BEGIN THE INPUT
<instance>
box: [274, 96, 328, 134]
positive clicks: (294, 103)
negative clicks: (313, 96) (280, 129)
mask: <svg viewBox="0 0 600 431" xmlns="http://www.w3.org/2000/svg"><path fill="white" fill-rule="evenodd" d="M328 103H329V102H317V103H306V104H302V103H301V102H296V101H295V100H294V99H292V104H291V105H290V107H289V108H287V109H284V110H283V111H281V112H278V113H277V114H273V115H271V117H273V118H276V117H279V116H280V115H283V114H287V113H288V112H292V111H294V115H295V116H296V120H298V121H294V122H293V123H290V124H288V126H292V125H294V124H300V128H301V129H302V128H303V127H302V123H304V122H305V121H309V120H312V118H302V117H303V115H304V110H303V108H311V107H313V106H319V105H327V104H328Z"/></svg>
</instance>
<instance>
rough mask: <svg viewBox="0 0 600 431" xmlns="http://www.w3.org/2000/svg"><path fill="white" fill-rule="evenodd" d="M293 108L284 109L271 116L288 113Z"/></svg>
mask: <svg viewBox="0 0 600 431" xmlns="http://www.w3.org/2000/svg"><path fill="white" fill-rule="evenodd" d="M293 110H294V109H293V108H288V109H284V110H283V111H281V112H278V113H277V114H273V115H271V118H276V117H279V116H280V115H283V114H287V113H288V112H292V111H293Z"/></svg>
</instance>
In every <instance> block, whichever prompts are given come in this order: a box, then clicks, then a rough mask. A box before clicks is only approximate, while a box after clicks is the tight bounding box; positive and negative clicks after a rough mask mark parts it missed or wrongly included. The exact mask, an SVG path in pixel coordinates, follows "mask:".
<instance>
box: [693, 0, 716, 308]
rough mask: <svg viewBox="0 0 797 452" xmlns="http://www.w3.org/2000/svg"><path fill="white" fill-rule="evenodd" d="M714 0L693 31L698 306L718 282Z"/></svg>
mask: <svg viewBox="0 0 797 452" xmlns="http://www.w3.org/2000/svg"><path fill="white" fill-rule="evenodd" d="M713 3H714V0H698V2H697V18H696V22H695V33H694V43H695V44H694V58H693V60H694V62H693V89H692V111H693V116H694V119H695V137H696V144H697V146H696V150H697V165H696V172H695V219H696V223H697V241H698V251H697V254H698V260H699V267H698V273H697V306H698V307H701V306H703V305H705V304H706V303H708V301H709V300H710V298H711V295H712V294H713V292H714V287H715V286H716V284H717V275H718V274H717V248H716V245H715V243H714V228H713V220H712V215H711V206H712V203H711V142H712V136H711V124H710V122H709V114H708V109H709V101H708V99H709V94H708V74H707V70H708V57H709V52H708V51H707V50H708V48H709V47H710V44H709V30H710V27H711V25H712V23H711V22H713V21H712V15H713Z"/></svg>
END THE INPUT
◆ **EXERCISE DESCRIPTION**
From the first line to the last, please quote the material above exactly.

◆ **PROBLEM SOLUTION**
<instance>
box: [274, 96, 328, 134]
positive clicks: (294, 103)
negative clicks: (313, 96) (280, 129)
mask: <svg viewBox="0 0 600 431" xmlns="http://www.w3.org/2000/svg"><path fill="white" fill-rule="evenodd" d="M328 103H329V102H317V103H306V104H302V103H301V102H296V101H295V100H294V99H292V104H291V105H290V107H289V108H287V109H284V110H283V111H281V112H278V113H277V114H273V115H271V117H273V118H276V117H279V116H280V115H283V114H287V113H288V112H292V111H294V115H295V116H296V120H298V121H294V122H293V123H290V124H288V126H292V125H294V124H300V128H301V129H302V128H303V127H302V123H304V122H305V121H309V120H312V118H302V117H303V115H304V110H303V108H311V107H313V106H319V105H327V104H328Z"/></svg>
</instance>
<instance>
rough mask: <svg viewBox="0 0 600 431" xmlns="http://www.w3.org/2000/svg"><path fill="white" fill-rule="evenodd" d="M293 108L284 109L271 116L288 113Z"/></svg>
mask: <svg viewBox="0 0 600 431" xmlns="http://www.w3.org/2000/svg"><path fill="white" fill-rule="evenodd" d="M293 110H294V109H293V108H288V109H284V110H283V111H281V112H278V113H277V114H273V115H271V118H276V117H279V116H280V115H283V114H287V113H288V112H292V111H293Z"/></svg>
</instance>
In every <instance> block, whichever prompts are given come in this order: a box, then clicks, then a rough mask. A box before clicks is only approximate, while a box after clicks is the tight bounding box; positive and negative clicks after a rough mask mark parts it missed or wrongly included. The exact mask, an SVG path in pixel coordinates, follows "mask:".
<instance>
box: [693, 0, 716, 308]
rough mask: <svg viewBox="0 0 797 452" xmlns="http://www.w3.org/2000/svg"><path fill="white" fill-rule="evenodd" d="M714 0L693 31L698 306L718 282Z"/></svg>
mask: <svg viewBox="0 0 797 452" xmlns="http://www.w3.org/2000/svg"><path fill="white" fill-rule="evenodd" d="M713 3H714V0H698V2H697V18H696V22H695V33H694V43H695V44H694V58H693V60H694V62H693V89H692V111H693V116H694V119H695V137H696V144H697V146H696V150H697V165H696V172H695V219H696V223H697V241H698V251H697V254H698V260H699V267H698V273H697V306H698V307H701V306H703V305H705V304H706V303H708V301H709V300H710V298H711V295H712V294H713V292H714V287H715V286H716V284H717V275H718V274H717V248H716V245H715V243H714V228H713V220H712V215H711V206H712V203H711V142H712V136H711V124H710V122H709V114H708V109H709V101H708V99H709V94H708V74H707V70H708V57H709V52H708V51H707V50H708V48H709V47H710V44H709V30H710V27H711V25H712V23H711V22H713V21H712V15H713Z"/></svg>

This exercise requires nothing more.